### DATASET RECORDS
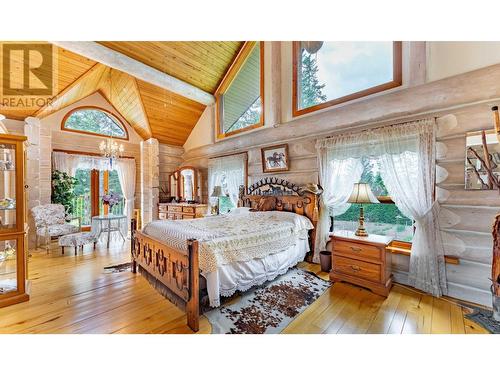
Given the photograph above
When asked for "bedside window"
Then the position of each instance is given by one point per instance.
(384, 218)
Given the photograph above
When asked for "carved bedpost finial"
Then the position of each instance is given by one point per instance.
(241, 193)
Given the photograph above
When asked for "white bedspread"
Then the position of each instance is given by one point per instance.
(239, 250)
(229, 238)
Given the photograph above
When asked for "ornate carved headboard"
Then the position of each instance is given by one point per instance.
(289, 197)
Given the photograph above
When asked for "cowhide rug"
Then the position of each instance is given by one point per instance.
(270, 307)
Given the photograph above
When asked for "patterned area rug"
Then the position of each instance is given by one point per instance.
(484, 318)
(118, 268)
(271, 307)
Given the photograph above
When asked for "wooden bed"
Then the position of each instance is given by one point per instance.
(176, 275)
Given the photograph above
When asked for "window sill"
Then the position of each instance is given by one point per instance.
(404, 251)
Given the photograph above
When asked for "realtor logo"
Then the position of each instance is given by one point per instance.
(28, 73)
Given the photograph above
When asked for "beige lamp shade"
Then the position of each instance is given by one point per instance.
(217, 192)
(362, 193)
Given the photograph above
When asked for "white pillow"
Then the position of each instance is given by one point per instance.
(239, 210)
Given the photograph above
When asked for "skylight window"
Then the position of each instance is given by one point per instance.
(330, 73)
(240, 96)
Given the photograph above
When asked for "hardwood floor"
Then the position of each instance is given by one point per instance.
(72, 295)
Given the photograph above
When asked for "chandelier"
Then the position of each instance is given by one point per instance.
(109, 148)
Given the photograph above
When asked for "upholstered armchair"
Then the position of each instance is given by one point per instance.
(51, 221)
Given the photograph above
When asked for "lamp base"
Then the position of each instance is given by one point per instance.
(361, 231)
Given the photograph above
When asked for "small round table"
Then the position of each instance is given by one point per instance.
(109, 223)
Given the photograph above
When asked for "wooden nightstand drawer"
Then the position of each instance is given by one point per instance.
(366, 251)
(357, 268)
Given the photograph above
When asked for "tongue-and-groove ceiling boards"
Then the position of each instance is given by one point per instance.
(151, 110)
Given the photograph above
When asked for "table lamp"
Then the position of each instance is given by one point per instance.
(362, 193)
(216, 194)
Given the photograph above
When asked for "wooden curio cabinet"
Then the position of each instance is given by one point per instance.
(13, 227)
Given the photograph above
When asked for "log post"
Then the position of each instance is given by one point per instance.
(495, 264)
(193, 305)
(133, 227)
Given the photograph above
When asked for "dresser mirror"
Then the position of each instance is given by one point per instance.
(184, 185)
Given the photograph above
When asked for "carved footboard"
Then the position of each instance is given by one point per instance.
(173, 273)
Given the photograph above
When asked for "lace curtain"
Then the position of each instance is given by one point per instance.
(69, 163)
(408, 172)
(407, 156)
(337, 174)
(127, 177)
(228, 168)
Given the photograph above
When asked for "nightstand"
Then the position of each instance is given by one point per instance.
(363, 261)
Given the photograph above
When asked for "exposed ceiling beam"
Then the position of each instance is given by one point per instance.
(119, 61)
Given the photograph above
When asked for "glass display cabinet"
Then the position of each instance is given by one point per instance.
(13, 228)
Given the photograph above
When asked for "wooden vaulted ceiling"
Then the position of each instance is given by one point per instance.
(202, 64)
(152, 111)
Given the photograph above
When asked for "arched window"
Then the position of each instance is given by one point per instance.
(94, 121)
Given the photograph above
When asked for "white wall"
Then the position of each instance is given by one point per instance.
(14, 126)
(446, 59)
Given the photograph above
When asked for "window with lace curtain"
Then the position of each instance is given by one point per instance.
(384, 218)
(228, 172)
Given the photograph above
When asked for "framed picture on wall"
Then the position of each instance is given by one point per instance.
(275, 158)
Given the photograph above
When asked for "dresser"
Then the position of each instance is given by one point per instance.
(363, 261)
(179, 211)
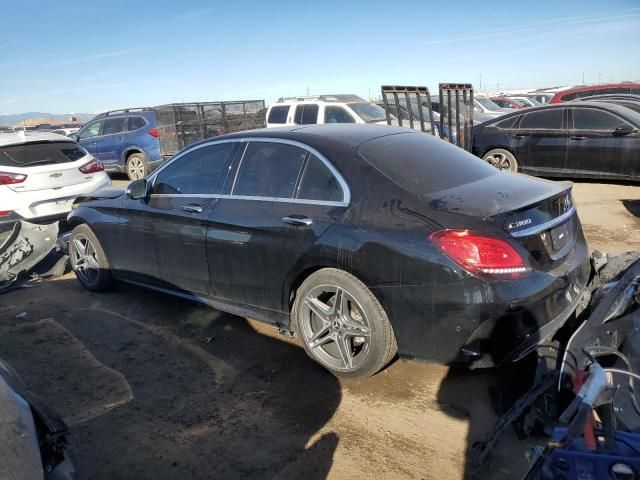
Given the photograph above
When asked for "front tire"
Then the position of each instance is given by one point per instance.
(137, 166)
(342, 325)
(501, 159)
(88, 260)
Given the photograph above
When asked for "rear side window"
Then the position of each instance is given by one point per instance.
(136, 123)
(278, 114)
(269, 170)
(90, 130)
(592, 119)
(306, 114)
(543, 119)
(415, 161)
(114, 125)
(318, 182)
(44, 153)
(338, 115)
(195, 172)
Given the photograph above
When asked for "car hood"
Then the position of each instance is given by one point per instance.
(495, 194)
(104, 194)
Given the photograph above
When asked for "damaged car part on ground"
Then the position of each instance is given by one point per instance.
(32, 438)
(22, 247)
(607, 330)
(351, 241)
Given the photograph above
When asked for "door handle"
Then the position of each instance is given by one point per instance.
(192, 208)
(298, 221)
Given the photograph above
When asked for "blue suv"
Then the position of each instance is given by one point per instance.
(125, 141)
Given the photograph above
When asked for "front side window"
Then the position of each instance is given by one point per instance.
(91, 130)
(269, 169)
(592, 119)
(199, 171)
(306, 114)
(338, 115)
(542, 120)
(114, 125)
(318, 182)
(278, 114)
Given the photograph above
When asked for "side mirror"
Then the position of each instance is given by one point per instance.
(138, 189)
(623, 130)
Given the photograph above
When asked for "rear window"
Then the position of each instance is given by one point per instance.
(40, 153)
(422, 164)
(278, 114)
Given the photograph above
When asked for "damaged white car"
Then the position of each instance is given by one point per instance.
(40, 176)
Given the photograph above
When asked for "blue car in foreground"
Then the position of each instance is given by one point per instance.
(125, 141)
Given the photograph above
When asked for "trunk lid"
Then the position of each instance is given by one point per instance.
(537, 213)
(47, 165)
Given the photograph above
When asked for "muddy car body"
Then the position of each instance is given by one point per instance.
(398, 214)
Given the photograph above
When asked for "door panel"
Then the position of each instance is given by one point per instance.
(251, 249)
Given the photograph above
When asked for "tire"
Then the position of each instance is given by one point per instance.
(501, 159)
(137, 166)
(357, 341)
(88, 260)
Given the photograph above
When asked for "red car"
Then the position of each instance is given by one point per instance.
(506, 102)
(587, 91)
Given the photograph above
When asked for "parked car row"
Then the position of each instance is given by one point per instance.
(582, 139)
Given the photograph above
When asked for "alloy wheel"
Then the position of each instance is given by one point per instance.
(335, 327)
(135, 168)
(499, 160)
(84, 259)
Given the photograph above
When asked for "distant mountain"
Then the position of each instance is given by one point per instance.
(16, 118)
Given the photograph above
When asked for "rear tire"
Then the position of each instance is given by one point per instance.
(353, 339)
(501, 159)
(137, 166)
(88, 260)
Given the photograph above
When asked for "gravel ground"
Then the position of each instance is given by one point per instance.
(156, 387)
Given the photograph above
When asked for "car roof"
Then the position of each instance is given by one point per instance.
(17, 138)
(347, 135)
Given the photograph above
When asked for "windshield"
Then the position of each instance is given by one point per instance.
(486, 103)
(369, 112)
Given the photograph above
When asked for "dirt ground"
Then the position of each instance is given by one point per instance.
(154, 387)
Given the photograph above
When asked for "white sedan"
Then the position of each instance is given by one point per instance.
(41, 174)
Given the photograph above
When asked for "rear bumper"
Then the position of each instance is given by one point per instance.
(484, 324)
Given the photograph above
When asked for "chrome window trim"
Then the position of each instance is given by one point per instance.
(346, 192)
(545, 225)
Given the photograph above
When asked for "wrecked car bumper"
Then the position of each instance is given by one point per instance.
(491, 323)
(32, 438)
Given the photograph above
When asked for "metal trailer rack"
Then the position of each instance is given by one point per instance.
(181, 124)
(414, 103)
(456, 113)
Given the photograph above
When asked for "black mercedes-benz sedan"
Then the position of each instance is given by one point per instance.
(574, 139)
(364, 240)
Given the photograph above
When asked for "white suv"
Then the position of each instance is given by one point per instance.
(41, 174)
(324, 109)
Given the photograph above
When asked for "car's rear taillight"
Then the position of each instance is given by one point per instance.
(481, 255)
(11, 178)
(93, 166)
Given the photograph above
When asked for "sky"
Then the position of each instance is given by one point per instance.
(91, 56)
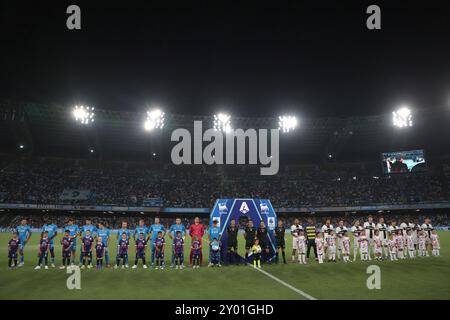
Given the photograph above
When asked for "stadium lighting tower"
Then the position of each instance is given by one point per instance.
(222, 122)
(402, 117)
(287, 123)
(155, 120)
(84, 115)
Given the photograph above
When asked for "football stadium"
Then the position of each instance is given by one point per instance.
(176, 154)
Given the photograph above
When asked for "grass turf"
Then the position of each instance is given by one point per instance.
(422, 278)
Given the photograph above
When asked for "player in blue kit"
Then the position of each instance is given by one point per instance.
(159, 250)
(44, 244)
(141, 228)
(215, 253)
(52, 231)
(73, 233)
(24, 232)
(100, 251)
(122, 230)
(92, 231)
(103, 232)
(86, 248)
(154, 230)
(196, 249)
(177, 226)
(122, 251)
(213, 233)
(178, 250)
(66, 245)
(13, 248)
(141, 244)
######
### DATASET RECORDS
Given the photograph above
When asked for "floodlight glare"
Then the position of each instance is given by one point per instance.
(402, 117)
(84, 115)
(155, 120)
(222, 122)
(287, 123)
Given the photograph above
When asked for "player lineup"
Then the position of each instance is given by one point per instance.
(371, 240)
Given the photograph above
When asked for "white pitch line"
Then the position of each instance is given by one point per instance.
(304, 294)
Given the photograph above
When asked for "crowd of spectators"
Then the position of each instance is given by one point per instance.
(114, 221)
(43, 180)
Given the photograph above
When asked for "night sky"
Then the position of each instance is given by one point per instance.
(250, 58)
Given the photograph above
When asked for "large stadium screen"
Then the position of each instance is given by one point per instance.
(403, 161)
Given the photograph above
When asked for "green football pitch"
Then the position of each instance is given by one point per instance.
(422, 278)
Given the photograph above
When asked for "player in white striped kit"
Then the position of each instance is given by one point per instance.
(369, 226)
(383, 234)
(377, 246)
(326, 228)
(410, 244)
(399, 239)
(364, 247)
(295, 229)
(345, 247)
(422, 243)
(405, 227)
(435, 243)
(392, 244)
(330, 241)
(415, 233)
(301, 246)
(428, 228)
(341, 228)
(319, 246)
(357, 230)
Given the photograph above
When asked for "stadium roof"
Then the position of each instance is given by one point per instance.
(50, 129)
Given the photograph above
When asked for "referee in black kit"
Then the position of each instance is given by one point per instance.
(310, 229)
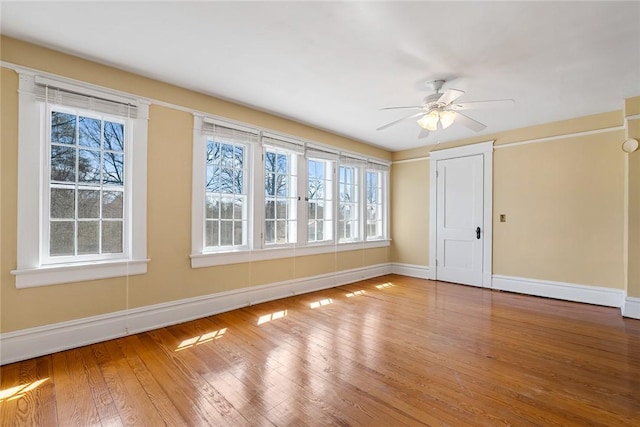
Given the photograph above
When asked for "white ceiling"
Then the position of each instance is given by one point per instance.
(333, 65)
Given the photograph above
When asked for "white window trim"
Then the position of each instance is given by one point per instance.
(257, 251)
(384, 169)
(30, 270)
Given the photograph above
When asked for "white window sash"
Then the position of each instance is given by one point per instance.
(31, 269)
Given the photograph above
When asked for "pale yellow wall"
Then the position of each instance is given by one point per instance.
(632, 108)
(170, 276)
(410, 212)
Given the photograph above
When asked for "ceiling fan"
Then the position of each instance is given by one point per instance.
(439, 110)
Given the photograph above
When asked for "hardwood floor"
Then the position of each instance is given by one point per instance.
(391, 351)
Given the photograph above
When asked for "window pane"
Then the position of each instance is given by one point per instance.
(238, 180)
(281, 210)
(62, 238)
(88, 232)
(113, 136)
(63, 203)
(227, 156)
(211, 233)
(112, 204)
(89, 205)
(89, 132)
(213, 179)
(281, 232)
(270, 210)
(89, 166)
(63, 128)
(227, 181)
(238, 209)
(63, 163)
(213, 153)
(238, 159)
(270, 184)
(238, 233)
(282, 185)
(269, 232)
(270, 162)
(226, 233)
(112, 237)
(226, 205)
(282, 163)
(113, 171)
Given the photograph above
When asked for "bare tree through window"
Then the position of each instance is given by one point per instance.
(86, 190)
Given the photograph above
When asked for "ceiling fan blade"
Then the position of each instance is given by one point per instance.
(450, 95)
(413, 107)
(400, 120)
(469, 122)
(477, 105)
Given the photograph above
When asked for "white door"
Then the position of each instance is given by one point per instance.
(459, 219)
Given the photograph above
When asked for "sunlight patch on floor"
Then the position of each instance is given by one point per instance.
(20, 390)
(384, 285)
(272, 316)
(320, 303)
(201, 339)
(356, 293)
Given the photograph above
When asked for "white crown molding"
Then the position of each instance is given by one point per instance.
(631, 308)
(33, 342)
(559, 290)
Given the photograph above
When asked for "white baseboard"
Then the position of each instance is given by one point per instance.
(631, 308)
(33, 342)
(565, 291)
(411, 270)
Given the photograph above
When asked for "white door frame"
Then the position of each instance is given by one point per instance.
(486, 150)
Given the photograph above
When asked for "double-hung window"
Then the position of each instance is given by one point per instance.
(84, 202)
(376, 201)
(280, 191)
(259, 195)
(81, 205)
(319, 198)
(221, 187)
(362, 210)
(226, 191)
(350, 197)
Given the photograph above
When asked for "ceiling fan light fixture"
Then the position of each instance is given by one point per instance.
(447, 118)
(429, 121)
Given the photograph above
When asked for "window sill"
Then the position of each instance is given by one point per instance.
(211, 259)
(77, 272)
######
- WORK INSTRUCTIONS -
Count the lines in the items above that contain the string "lace", treating uppercase and lowercase as different. Give only the number.

- OUTPUT FOR THIS EXERCISE -
2